Dataset records about object locations
------------------------
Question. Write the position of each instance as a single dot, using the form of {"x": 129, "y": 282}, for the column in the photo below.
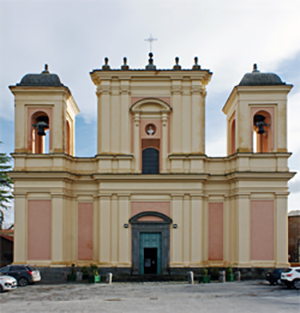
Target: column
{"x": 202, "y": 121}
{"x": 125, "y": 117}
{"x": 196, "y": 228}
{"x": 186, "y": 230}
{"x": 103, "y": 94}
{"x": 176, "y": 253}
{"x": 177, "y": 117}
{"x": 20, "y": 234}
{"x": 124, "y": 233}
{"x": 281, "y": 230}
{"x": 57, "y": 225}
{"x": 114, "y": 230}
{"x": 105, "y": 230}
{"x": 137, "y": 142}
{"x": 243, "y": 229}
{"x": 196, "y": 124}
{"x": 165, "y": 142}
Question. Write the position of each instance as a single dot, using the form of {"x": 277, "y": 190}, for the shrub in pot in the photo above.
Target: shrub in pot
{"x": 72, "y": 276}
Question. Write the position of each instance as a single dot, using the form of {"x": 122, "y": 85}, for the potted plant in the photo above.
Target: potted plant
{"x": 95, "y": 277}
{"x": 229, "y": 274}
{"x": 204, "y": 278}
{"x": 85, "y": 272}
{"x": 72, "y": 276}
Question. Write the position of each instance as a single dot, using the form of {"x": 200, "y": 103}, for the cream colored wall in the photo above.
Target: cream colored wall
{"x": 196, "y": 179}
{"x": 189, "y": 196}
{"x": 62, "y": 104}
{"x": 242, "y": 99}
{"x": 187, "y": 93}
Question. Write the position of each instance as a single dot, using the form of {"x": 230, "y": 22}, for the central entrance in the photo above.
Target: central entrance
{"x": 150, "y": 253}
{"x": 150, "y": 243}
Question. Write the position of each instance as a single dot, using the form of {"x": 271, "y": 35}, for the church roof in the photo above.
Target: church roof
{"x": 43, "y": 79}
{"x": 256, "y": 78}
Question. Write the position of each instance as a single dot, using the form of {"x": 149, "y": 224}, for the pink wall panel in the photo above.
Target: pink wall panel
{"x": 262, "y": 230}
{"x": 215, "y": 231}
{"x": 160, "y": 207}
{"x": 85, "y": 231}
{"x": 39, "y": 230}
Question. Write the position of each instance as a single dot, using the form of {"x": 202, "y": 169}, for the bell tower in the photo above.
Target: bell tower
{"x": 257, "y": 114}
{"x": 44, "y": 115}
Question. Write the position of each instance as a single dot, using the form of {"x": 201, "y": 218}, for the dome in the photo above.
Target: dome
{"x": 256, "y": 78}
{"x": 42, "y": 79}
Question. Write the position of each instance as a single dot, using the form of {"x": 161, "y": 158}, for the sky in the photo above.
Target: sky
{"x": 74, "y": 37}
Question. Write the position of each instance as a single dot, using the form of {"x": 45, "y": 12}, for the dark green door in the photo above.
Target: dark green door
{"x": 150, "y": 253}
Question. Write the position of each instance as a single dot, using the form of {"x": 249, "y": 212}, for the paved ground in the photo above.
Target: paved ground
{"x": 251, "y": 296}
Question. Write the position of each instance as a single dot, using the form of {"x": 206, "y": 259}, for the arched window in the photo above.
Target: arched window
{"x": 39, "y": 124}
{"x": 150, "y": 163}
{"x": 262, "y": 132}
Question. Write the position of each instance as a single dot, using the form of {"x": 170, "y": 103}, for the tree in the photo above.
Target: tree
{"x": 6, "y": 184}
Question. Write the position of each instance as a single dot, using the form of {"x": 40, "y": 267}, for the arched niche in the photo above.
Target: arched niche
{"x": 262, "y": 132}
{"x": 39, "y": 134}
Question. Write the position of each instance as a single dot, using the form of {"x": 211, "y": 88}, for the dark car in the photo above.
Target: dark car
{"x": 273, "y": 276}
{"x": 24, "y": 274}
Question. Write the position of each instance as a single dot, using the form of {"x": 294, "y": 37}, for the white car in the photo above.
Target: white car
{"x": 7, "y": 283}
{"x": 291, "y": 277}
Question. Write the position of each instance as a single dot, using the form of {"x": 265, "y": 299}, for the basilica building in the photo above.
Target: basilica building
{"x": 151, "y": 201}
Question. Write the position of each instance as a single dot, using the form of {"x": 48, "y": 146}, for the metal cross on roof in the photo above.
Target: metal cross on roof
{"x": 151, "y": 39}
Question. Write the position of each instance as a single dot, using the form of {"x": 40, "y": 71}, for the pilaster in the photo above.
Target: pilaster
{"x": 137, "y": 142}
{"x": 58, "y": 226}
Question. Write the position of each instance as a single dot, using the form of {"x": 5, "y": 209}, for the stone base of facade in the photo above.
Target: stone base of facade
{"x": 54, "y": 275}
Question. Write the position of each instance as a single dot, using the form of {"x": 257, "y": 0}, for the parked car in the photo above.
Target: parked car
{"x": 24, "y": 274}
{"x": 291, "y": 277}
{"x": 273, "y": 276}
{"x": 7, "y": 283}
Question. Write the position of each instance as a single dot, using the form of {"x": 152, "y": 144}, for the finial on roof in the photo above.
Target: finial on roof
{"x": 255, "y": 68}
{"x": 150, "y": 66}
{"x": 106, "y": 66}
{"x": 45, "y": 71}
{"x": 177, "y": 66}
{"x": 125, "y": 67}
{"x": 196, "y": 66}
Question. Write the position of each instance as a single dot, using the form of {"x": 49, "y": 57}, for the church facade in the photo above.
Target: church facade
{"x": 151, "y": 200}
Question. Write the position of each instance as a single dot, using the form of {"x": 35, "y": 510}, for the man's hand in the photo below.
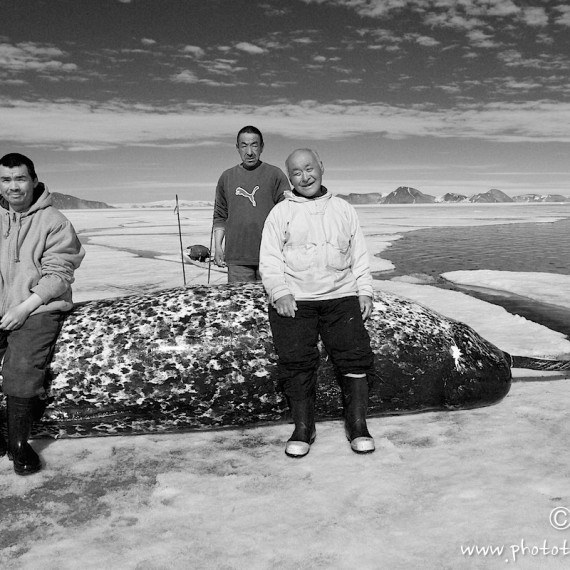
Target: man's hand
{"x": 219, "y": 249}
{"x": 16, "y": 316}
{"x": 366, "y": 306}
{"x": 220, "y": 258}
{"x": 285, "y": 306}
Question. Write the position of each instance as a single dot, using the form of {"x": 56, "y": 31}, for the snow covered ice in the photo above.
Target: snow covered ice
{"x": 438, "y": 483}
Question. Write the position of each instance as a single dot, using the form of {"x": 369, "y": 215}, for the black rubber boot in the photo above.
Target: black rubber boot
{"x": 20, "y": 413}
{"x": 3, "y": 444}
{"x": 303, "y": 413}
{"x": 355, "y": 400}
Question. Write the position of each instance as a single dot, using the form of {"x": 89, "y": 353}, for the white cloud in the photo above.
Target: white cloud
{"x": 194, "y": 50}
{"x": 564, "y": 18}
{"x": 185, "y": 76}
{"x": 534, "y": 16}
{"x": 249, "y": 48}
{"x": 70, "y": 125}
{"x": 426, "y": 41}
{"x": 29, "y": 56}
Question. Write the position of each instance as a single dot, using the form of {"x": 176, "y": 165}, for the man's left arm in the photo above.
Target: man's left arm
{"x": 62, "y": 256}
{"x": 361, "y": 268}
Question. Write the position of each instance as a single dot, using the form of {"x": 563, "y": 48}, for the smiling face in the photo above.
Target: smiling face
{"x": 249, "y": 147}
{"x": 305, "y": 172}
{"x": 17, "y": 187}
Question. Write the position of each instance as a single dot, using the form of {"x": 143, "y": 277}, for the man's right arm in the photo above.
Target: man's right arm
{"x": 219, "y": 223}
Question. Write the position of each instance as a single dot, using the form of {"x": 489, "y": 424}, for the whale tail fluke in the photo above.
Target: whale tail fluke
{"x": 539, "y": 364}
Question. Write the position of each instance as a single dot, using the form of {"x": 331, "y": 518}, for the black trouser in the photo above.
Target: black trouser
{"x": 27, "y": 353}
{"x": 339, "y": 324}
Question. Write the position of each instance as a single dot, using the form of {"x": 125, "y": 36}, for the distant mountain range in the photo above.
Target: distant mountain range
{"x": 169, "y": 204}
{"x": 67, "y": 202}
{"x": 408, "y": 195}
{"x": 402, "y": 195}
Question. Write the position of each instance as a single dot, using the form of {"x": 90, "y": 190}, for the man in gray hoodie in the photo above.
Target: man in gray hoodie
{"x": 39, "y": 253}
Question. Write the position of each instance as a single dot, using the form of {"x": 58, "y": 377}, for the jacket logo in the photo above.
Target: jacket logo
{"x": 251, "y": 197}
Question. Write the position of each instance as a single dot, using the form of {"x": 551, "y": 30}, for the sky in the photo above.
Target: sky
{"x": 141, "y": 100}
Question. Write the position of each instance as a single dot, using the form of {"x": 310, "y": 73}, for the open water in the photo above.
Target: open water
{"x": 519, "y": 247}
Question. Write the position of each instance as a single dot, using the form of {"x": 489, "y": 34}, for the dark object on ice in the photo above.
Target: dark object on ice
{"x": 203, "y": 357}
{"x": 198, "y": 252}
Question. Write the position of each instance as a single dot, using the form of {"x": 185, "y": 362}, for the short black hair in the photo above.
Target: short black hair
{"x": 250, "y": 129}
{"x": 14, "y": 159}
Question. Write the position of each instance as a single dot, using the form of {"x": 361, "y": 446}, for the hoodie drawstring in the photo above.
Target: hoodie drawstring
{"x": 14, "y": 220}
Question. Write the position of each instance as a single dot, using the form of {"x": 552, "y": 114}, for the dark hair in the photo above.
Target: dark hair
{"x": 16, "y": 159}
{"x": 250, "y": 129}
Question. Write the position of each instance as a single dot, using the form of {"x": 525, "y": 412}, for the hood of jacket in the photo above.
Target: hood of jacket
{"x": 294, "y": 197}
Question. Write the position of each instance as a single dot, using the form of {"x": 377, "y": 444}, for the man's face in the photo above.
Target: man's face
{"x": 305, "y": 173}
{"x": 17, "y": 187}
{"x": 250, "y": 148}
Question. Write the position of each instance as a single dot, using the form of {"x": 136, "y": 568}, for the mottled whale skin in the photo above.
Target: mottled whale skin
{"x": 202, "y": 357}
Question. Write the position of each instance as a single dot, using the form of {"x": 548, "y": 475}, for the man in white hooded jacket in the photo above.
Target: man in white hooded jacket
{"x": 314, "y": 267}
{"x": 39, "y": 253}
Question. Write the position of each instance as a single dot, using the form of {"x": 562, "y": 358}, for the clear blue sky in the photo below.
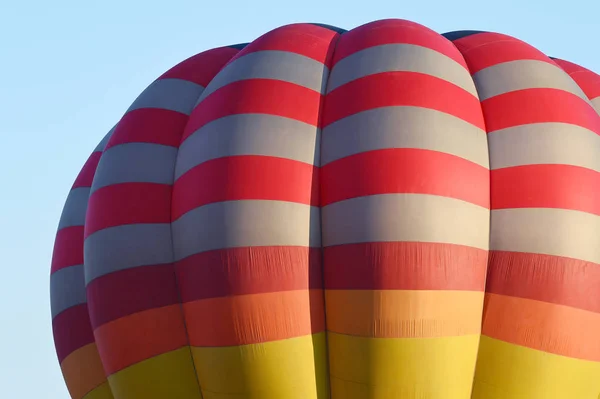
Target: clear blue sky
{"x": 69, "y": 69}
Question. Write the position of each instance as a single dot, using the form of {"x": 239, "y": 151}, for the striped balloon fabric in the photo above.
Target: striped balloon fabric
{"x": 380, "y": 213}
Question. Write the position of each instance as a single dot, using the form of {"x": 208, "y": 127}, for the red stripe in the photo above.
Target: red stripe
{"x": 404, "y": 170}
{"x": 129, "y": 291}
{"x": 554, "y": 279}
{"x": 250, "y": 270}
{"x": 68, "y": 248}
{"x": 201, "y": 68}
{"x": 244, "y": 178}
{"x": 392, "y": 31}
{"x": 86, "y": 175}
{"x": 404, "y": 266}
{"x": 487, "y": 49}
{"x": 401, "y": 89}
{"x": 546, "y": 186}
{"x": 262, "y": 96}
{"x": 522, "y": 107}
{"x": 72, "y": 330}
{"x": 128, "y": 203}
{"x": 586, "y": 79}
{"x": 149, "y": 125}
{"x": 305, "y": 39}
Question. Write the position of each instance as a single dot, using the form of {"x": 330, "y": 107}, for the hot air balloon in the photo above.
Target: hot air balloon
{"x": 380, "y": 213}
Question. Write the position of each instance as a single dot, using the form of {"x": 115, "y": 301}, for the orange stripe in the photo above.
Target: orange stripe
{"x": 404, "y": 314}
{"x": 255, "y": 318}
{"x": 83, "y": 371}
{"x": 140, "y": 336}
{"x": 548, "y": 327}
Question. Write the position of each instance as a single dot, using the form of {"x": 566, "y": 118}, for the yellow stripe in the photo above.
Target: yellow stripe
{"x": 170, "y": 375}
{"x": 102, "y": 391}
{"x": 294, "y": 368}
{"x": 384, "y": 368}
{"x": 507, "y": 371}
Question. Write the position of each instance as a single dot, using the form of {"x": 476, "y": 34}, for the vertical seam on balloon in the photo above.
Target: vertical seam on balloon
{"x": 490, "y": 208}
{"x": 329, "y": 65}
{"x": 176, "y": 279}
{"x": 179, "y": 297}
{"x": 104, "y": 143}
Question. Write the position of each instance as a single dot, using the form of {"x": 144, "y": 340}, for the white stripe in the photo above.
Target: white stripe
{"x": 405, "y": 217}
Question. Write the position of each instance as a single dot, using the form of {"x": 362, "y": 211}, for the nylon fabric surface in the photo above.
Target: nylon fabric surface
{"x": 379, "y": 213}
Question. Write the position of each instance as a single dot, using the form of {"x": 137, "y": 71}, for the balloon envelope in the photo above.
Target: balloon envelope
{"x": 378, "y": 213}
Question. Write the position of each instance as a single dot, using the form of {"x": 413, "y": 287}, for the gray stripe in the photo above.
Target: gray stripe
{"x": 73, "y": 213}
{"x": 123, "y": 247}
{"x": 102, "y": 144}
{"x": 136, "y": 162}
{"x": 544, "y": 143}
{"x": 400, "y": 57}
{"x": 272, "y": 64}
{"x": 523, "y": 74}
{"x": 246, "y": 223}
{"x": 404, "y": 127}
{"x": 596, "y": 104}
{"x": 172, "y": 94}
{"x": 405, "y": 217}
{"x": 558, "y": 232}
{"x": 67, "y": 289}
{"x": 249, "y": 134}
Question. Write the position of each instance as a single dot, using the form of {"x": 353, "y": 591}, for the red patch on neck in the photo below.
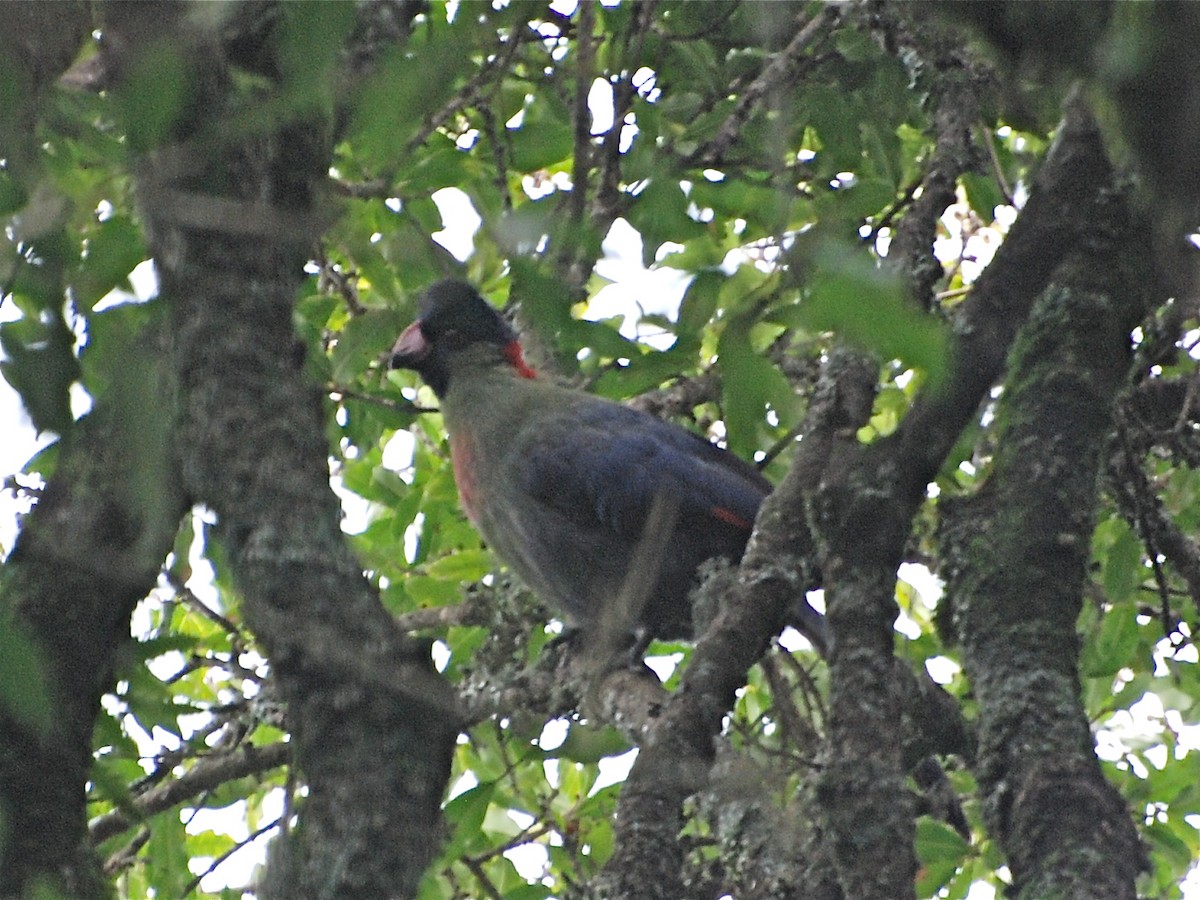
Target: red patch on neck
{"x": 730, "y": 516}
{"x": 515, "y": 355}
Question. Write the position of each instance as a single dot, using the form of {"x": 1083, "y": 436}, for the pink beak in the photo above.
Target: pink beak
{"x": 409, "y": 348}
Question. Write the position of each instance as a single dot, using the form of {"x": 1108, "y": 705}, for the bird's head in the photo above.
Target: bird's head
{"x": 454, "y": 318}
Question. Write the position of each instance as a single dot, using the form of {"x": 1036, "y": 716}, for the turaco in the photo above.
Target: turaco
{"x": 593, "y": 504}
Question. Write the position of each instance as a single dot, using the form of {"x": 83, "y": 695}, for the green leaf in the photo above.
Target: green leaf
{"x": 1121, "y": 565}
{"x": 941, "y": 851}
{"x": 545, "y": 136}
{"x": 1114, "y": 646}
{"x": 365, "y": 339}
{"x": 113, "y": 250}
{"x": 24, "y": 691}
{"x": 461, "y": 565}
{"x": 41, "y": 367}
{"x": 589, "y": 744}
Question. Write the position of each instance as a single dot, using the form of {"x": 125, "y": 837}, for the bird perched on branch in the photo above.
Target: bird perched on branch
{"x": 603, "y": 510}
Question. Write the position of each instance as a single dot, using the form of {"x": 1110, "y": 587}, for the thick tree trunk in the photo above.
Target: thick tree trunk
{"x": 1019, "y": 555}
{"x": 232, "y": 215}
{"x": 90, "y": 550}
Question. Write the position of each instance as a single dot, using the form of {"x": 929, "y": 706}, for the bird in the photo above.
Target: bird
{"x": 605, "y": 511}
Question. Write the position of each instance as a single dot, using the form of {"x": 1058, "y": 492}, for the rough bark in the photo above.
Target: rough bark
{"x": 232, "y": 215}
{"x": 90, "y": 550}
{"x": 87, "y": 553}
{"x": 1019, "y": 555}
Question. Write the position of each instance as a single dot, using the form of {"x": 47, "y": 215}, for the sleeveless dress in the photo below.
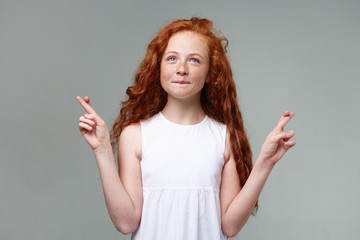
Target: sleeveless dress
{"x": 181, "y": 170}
------------------------
**Problem details**
Omit the pictures and write out exactly the lines from the one containing "bird in the photo above." through the last line of the material.

**Solution for this exercise**
Question. Write the position of each instance as a single dot, using the form of {"x": 929, "y": 706}, for the bird in the photo above.
Target: bird
{"x": 605, "y": 511}
Question. Write the position of each instance as a single dot, using the form of {"x": 1058, "y": 492}, for the rough bark in the photo above.
Target: rough bark
{"x": 232, "y": 215}
{"x": 90, "y": 550}
{"x": 87, "y": 553}
{"x": 1019, "y": 555}
Question. Write the position of each instance as a single dot, using the form of {"x": 47, "y": 215}, for the sleeveless dress in the photo below.
Target: sleeveless dress
{"x": 181, "y": 170}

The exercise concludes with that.